__Task prompt__
Below is a listing to write out in full, exactly as given, without its pictures.

Segment Start: Entries provided

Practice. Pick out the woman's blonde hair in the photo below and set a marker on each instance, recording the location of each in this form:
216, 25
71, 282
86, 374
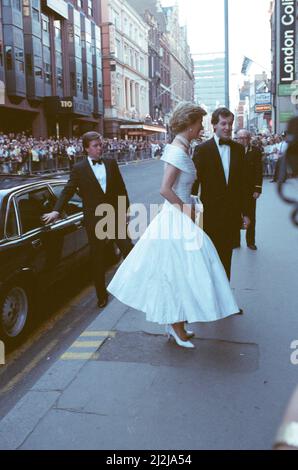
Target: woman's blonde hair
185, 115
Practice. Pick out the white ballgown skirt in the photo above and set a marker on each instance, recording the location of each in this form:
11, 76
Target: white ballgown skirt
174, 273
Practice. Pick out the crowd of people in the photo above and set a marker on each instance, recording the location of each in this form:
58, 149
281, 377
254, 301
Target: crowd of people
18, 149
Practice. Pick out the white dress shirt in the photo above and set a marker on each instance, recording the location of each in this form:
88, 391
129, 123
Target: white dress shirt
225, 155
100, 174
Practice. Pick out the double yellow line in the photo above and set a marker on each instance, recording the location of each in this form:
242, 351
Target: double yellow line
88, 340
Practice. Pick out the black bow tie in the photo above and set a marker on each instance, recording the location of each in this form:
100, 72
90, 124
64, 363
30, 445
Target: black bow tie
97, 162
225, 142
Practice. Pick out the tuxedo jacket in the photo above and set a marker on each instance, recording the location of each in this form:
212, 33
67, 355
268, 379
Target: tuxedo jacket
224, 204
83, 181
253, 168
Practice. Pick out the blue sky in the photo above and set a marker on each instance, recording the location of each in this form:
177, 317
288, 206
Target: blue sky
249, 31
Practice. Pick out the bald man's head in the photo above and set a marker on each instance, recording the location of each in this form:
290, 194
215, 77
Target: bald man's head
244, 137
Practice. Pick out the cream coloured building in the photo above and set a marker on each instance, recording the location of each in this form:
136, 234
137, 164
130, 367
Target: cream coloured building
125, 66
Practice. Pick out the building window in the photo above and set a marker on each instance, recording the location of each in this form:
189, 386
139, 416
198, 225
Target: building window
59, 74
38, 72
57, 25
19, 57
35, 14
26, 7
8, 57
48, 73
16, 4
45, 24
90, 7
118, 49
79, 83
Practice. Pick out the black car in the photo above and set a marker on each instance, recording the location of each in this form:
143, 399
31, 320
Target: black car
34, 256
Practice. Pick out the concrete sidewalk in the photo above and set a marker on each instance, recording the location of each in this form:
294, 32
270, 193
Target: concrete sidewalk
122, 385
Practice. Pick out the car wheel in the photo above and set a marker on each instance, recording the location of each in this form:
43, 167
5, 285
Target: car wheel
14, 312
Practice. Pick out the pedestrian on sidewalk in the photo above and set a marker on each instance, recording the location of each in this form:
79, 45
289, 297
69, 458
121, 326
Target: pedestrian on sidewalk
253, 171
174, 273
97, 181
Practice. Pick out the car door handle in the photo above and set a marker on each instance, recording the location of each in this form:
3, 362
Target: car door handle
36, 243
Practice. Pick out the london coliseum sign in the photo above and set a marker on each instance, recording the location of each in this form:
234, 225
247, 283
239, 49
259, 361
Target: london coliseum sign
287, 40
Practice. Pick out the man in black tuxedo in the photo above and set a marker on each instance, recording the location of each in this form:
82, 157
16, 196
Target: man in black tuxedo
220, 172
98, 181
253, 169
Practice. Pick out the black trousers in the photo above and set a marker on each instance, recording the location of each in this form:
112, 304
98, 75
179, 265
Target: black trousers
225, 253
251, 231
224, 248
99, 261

Segment End: Entries provided

__Solution for this exercise__
Practice. Pick out the woman's blonde hair in the photo below and set a marker on each instance, recording the location of each in this form:
216, 25
71, 282
86, 374
Target: woman's blonde hair
185, 115
Practice. Pick out the white ballgown skirt in the photo above and set a marker on each instance, recording the location of each in this form:
11, 76
Target: white ballgown skirt
174, 273
Practice. Pick out the crowd of people in the photo above and set a marker on each instance, recording the location of each in this form:
58, 149
281, 377
254, 301
Target: crowd of people
18, 149
Practice. Pick out the white dress shirt in the photo above and set a marker on each instance, recording the location of each in this form:
88, 391
129, 123
Target: white dress shirt
225, 155
100, 174
Practice. Pick out the double yellow line in the photo above and set a marker on each instance, recording the location of each in this form:
242, 351
Target: double yellow line
88, 340
Practice. Pick out the black bow tie in the photo above and set a marker on each instance, recording the location of each in this form:
100, 72
90, 124
64, 363
30, 445
Target: black bow tie
97, 162
225, 142
Practice. Pick out the tuxedo jacket in the photo above and set a marker on each instance, recording the location of each in this form:
212, 33
67, 355
268, 379
Target: tuxedo jacket
224, 204
83, 181
253, 168
Practice. Pick out the blue sky in the photo above and set a marker on each instance, recording the location of each in this form:
177, 317
288, 206
Target: blue sky
249, 31
Practice. Pick out the bald man's head in the photo above and set a marker on each instance, recording the location of each in this form:
290, 194
215, 77
Target: bald man's head
244, 137
Practice. Pick out the cream coloured building in the photo above and set a marker on each instance, recording the location of each in this form:
136, 234
137, 164
130, 367
Target: cream coloured building
125, 66
Practice. Pick out the building window in the photo above and set a marker on each instance, recording the location of each in this form:
189, 386
139, 416
198, 225
Target: building window
59, 74
38, 72
57, 25
19, 57
35, 14
26, 7
8, 57
48, 73
16, 4
45, 24
90, 7
118, 49
79, 83
Practice. Pick out the black car in the photo above and set a marker on each instance, recording the location of each in this form:
143, 399
31, 320
Target: black car
34, 256
Practice. Pick out the concrete sidewalk in the photo above and set a marker on each instance, recording the location of each in this form:
294, 32
270, 193
Target: concrete sidewalk
122, 385
Practice. Pick out the car wheel in the photo above and set a marker on each instance, recording the location of each in this form:
43, 167
5, 285
Target: car wheel
14, 312
Practice. Pick out the pedestrian on sidewalk in the photo above and set a marker on each instance, recording the location of each in this form:
79, 45
289, 297
69, 458
121, 326
Target: pedestrian on sidewalk
253, 171
174, 273
97, 181
Practice. Pick out the car door handle in the photo above and set a marker on each instance, recording the location of each in this form:
3, 362
Target: car door handle
36, 243
Practice. Pick out the london coliseum sign in the photo above and set a marker on each instance, recording the location of each in this form:
234, 225
247, 283
239, 49
259, 361
Target: london coliseum sign
287, 40
Practice. Pick out the man in black tuxedo in the photo above and set a marker on each instance, recording the location of each in this form:
82, 157
16, 196
Target: man in black tuxedo
220, 172
98, 181
253, 169
Practice. Pick out the black trousers in the photo above and set a marker on each instance, recording the location of each in this form:
112, 304
98, 75
179, 265
Target: black trousers
225, 253
251, 231
224, 248
99, 261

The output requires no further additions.